== WHAT IS EXPECTED ==
The lines to copy run from the one containing "# write one" to the very end of the records; give them exactly, and only them, without pictures.
(INFORMATION begins)
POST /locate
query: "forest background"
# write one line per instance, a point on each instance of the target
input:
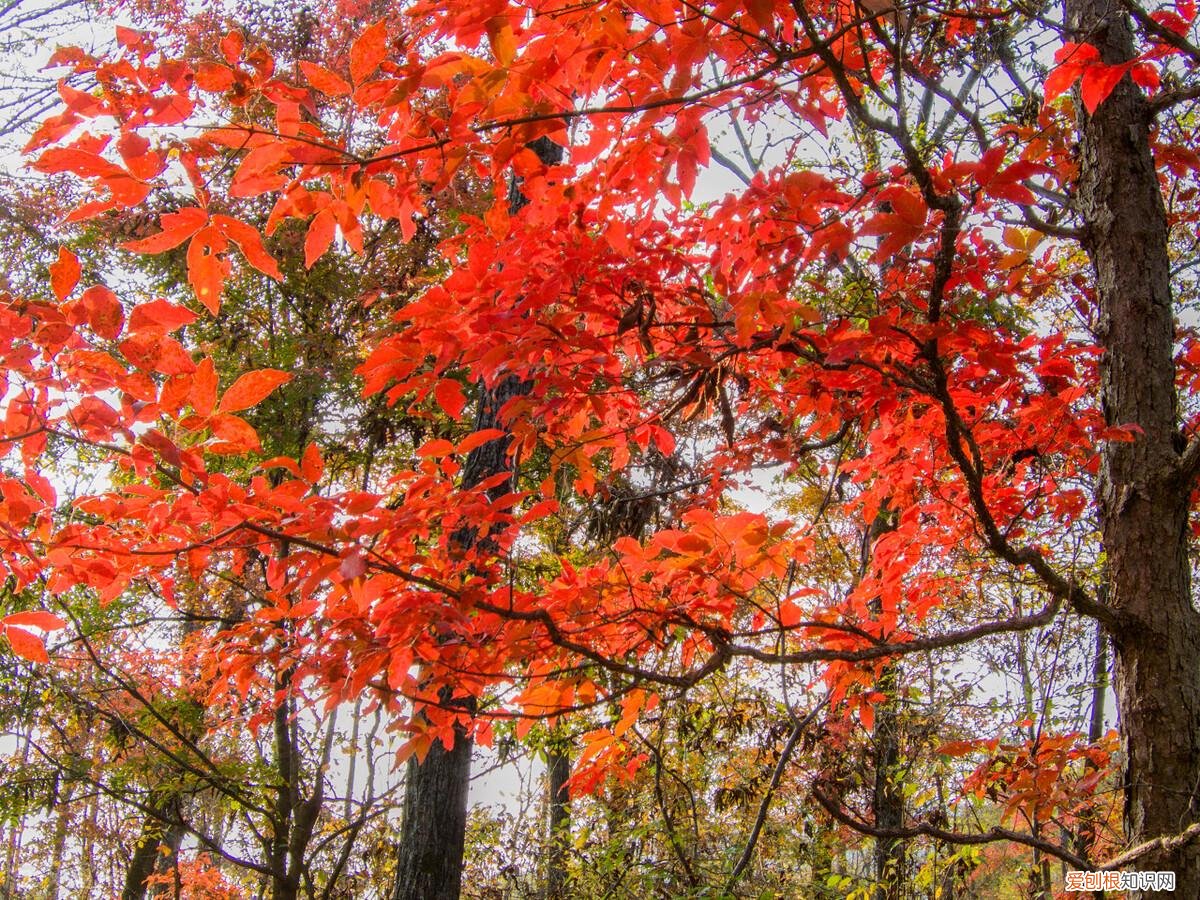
(769, 427)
(INFORMATION ends)
== SOLUTION FOR THIS PROBLEM ==
# write one line per instance, a point on each instance of the target
input:
(769, 427)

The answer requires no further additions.